--- Start of Entries supplied ---

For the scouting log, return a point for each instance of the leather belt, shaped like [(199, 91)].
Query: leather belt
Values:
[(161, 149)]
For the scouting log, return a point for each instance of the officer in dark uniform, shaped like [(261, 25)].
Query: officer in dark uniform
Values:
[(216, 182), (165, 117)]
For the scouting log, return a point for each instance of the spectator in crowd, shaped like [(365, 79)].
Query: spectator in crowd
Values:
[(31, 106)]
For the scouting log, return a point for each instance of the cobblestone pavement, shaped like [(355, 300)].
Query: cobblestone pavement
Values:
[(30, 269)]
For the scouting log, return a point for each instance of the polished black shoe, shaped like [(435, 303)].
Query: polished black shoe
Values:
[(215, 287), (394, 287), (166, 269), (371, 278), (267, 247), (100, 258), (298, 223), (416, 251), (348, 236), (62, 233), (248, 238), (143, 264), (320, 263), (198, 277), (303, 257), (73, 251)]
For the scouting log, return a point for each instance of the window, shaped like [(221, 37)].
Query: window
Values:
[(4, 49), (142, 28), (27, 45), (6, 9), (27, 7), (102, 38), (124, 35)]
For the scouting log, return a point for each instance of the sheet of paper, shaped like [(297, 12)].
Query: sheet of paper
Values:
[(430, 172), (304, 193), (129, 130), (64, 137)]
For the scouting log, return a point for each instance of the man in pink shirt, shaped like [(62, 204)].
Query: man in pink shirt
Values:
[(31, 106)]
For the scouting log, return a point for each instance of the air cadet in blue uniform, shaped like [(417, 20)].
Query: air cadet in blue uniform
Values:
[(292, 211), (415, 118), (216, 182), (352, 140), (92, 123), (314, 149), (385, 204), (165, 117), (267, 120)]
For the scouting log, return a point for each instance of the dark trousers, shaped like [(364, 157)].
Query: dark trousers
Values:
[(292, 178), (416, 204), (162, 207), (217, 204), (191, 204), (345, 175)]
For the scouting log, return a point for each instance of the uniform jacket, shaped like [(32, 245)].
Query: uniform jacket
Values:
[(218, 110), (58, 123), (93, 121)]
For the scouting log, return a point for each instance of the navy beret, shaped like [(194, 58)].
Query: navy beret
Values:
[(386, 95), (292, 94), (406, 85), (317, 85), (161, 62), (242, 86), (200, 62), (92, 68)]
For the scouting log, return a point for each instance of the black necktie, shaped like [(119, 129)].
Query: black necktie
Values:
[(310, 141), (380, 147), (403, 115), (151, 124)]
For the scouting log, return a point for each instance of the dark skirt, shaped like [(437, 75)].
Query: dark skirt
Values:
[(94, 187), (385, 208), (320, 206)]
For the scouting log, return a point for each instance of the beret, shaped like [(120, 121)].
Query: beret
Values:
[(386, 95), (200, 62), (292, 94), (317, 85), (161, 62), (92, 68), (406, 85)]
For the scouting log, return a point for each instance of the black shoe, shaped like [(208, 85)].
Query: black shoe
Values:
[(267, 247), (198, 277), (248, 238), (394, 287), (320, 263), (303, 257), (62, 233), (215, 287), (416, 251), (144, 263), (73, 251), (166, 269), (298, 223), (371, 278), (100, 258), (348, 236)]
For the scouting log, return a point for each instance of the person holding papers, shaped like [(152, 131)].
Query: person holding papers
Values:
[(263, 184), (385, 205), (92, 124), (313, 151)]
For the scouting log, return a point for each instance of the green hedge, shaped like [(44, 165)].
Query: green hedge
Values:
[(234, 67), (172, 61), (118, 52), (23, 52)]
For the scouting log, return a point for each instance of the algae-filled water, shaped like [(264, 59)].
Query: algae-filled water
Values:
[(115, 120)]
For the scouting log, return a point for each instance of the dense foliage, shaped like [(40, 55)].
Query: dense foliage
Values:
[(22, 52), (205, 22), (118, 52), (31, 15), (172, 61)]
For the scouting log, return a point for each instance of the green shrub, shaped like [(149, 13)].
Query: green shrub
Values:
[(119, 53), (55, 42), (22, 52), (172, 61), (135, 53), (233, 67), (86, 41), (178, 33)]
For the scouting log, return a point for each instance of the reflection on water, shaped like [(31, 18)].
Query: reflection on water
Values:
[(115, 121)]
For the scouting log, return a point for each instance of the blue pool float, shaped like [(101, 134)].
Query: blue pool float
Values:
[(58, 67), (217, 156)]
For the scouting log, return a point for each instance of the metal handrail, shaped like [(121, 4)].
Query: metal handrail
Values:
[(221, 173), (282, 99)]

--- End of Entries supplied ---

▶ **What you are asked to do**
Would you copy out all of the entries above word for word, with nothing changed?

▶ **The completed task**
For the scouting log, return a point for each instance of the leather belt, shaped like [(199, 91)].
Query: leather belt
Values:
[(161, 149)]
For the scouting log, return a point for each instance of the officer in dark uniform, shaped like [(261, 25)].
Query: officer in dark uniform
Values:
[(216, 182), (165, 117)]
For the scouting log, return a point for each instance of the spectator in crowd, shaped like [(365, 79)].
Query: spectator in crowd
Values:
[(31, 106)]
For the scouting log, return a point for each instance of the cobblestone pavement, shaped like [(355, 300)].
Query: cobblestone pavement
Values:
[(30, 269)]
For the scouting log, return a point for each instance of the polished black shoe, shaped like [(435, 303)].
Query: polished black shoe
Values:
[(215, 287), (394, 287), (166, 269), (371, 278), (267, 247), (100, 258), (298, 223), (416, 251), (348, 236), (62, 233), (248, 238), (143, 264), (320, 263), (198, 277), (303, 257), (73, 251)]
For the scouting log, return a point for each instance of the window, shaped like [(221, 37)].
Query: window
Values:
[(4, 49), (142, 28), (27, 45), (6, 9), (27, 7), (102, 38), (124, 35)]
For the scouting log, return a point for each instance of the sheet of paper, shaped like [(297, 12)].
Query: sheet of paper
Values:
[(430, 172), (304, 193), (129, 130), (64, 137)]
For the scouting log, return a point for each instance of the man in pink shirt, shaped like [(62, 204)].
Query: man in pink shirt
Values:
[(31, 106)]
For the scouting log, return a point for each instance of the air cadet in blue uniform, shaped like [(417, 20)].
Query: air cadet in blue uniform
Values:
[(292, 211), (415, 118), (216, 182), (352, 140), (92, 123), (314, 149), (385, 204), (165, 117), (267, 120)]
For the scouting log, return a point for each instance of the dark trousers, shaped like [(364, 157)].
Query: dark trousers
Values:
[(292, 178), (416, 204), (162, 207), (217, 204), (191, 204), (345, 175)]
For the scouting log, return a point for each instance of the uniform jacket, shaped like [(32, 245)].
Query: uniform jacket
Values:
[(218, 110), (58, 123), (93, 121)]
For the scouting log, return a point for each instance of the navy beret, shaped like [(194, 58)].
Query: navy beret
Values:
[(386, 95), (292, 94), (406, 85), (317, 85), (161, 62), (242, 86), (200, 62), (92, 68)]
For the scouting log, return a point for each instance of the black necktie, shaped like [(119, 129)].
Query: black necktie
Values:
[(310, 141), (380, 147), (403, 115), (151, 124)]
For the scouting log, return a point for each instance of the dark skirt, shaped like [(437, 75)].
Query: dark skirt
Values:
[(94, 187), (385, 208), (320, 206)]
For the scouting log, return a point for each instance of the beret, shaped like [(120, 121)].
Query: beret
Values:
[(386, 95), (200, 62), (292, 94), (317, 85), (161, 62), (92, 68), (406, 85)]
For the scouting log, return a point for each instance of the black shoe, shaped like [(208, 85)].
Query: black shoe
Values:
[(267, 247), (198, 277), (248, 238), (394, 287), (320, 263), (303, 257), (62, 233), (215, 287), (416, 251), (144, 263), (73, 251), (166, 269), (298, 223), (371, 278), (100, 258), (348, 236)]
For the scouting log, return a point for each instance of the person holding papers, shaped like [(152, 131)].
Query: person holding papers
Values:
[(263, 184), (385, 205), (92, 124), (313, 151)]
For the scouting log, return a point for each instance of the green hedge, shaped like [(44, 165)].
Query: green hedge
Values:
[(234, 67), (172, 61), (118, 52), (23, 52)]
For the scouting log, return a point for each instance of the algae-filled water, shaped like [(264, 59)].
Query: algae-filled water
Values:
[(115, 120)]
For the scouting log, return a point for each instance of the dense foliage, shaped like [(40, 55)].
Query: dense foliage
Values:
[(22, 52), (205, 22), (118, 52), (31, 15), (172, 61)]
For the scouting log, return a point for each instance of the green shrub, shaped like [(149, 13)].
Query: green shrub
Values:
[(119, 53), (55, 42), (22, 52), (172, 61), (135, 53), (233, 67), (86, 41), (178, 33)]
For the scouting log, return a point for each instance of the reflection on water, shaped like [(31, 18)].
Query: reflection on water
Values:
[(115, 121)]
For the scouting log, return a point for each instance of the blue pool float, shaped like [(101, 134)].
Query: blue pool float
Values:
[(58, 67), (217, 156)]
For the scouting log, return a point for each instance of the metal handrail, shaped like [(121, 4)].
Query: metal handrail
Values:
[(221, 173), (282, 99)]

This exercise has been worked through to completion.